REQUIREMENT 1 →
Transcribe the part of the Kite film article that opens with the words containing "Kite (also called" and closes with "website Rotten Tomatoes.".

ARTICLE →
☆ ☆ ☆ ☆

- Directed by: Ralph Ziman
- Screenplay by: Brian Cox
- Based on: Kite by Yasuomi Umetsu
- Produced by: Anant Singh Brian Cox Moisés Cosío
- Starring: India Eisley Callan McAuliffe Samuel L. Jackson
- Cinematography: Lance Gewer
- Edited by: Megan Gill
- Music by: Paul Hepker
- Production companies: Videovision Entertainment Distant Horizon Detalle Films
- Distributed by: Anchor Bay Entertainment
- Release dates: 12 June 2014 (Russia); 28 August 2014 (U.S. VOD);
- Running time: 90 minutes
- Countries: South Africa United States
- Language: English
- Box office: $507,180

= Kite (2014 film) =

Kite (also called A Kite) is a 2014 South African-American action film directed by Ralph Ziman, based on the 1998 anime of the same name by Yasuomi Umetsu. The film stars India Eisley, Callan McAuliffe and Samuel L. Jackson. The film was universally panned by critics, earning a 0% rating on the review aggregator website Rotten Tomatoes.

==Synopsis==
In a dystopian society plagued by crime, children are kidnapped and sold to trafficking networks. A young woman named Sawa lives in this environment, where gangs dominate the streets. After her mother and father, a police officer, are murdered in a double homicide, Sawa sets out to find those responsible. With the assistance of her father's former partner, Karl Aker, and a figure from her past, she becomes a vigilante assassin targeting criminals. Following each killing, Sawa uses a drug called Amp, which helps her cope but also erases her memories.

☆ ☆ ☆ ☆

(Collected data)
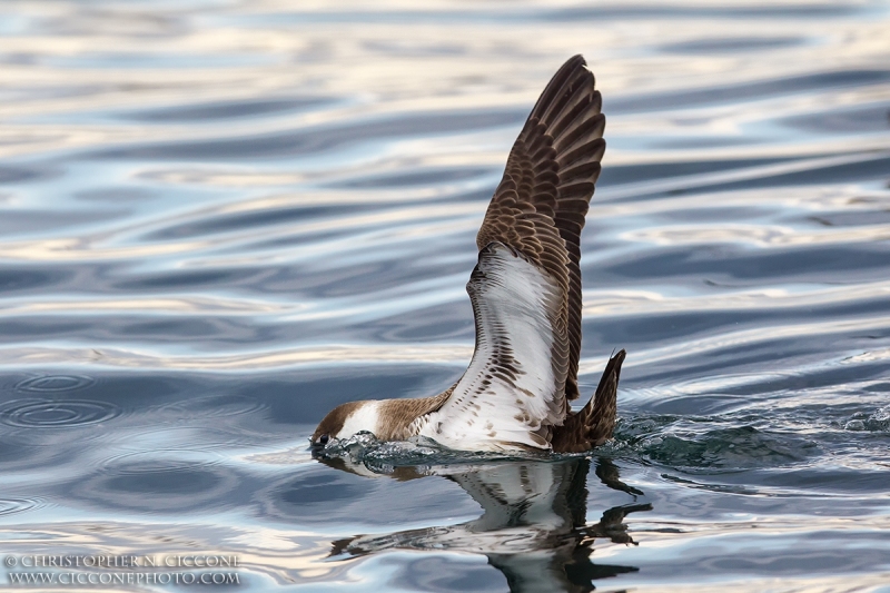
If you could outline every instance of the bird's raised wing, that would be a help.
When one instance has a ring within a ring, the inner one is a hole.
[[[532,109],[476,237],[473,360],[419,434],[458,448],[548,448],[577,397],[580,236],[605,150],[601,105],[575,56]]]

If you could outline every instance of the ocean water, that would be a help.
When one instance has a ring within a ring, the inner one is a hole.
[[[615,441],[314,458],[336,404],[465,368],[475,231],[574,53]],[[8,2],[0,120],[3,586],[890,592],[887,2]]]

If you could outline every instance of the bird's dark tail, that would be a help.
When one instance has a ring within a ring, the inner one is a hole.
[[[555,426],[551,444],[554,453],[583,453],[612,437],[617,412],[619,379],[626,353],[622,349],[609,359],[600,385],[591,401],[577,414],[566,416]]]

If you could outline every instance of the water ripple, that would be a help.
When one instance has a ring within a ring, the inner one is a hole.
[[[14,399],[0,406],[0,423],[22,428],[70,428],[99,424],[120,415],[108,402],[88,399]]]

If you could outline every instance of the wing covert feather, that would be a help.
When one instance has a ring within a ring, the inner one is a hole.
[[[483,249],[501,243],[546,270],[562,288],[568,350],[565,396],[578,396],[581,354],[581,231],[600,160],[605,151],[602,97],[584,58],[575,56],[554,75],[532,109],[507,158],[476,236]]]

☆ ☆ ☆ ☆

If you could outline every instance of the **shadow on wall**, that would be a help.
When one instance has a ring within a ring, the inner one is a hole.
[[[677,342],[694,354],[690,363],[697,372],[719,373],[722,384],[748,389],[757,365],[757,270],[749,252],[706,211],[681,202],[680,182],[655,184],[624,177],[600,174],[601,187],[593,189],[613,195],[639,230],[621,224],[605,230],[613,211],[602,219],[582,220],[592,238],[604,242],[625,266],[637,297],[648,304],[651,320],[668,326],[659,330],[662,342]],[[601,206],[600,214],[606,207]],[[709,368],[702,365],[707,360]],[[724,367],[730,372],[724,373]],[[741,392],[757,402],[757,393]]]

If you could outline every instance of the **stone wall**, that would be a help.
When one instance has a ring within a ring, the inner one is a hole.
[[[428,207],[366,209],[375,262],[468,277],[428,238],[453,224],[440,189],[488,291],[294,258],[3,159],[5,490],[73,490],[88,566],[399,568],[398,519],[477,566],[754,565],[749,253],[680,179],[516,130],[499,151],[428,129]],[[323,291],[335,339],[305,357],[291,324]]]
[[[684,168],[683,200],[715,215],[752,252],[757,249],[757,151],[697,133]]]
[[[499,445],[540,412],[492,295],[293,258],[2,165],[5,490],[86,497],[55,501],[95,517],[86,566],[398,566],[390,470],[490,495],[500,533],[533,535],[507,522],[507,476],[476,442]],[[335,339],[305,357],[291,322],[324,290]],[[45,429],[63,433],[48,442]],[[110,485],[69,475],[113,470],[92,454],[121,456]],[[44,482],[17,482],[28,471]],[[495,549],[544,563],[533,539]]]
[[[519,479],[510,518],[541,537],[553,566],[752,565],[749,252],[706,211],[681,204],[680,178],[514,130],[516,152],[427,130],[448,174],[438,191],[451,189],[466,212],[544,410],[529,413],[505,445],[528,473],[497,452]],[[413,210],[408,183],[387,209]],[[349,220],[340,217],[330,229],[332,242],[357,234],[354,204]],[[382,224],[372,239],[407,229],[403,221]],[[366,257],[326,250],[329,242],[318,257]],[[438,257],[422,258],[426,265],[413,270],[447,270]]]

☆ ☆ ☆ ☆

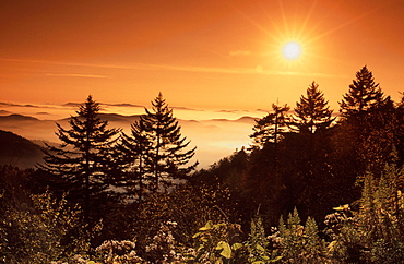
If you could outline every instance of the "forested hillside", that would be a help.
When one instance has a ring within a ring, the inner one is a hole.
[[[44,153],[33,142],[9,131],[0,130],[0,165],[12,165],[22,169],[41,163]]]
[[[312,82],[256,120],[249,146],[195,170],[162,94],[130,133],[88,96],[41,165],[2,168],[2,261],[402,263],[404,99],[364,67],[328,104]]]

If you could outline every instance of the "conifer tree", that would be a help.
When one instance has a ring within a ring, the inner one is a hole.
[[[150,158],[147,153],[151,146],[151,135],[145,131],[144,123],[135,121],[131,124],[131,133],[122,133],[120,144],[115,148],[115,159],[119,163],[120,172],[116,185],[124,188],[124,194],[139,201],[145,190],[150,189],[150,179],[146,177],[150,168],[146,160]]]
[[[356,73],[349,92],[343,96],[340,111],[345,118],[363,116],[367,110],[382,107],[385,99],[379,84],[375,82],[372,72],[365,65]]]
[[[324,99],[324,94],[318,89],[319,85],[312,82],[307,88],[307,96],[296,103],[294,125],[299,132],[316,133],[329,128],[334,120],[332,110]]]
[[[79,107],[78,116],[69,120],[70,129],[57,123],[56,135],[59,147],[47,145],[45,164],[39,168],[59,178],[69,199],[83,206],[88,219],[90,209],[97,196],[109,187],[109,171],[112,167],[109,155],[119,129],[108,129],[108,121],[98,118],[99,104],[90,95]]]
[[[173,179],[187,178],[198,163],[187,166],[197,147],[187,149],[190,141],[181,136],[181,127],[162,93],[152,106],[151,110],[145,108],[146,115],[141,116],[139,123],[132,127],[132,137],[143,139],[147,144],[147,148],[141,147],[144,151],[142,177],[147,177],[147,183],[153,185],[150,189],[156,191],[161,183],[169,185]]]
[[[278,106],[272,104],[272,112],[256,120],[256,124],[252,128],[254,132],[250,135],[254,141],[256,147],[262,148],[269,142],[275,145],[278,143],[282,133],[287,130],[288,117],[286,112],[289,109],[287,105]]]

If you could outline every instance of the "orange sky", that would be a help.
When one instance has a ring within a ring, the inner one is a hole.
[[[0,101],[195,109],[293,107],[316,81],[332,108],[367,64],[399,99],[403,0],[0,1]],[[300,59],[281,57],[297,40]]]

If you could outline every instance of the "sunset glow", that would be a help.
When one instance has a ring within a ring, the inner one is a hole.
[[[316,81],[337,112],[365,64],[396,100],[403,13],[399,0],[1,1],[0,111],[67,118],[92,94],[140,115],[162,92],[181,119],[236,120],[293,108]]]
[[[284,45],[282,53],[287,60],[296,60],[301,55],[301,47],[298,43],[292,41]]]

☆ ☆ ☆ ☆

REQUIREMENT 2 →
Pull out every row that contains the word "wall", copying each one in full.

TASK OUTPUT 1 →
Kite (also called A Kite) is a 2014 South African-American action film directed by Ralph Ziman, based on the 1998 anime of the same name by Yasuomi Umetsu. The film stars India Eisley, Callan McAuliffe and Samuel L. Jackson. The film was universally panned by critics, earning a 0% rating on the review aggregator website Rotten Tomatoes.

TASK OUTPUT 2 →
If you could outline every instance of the **shadow on wall**, that would be a help.
If you could outline every instance of the **stone wall**, that would be a help.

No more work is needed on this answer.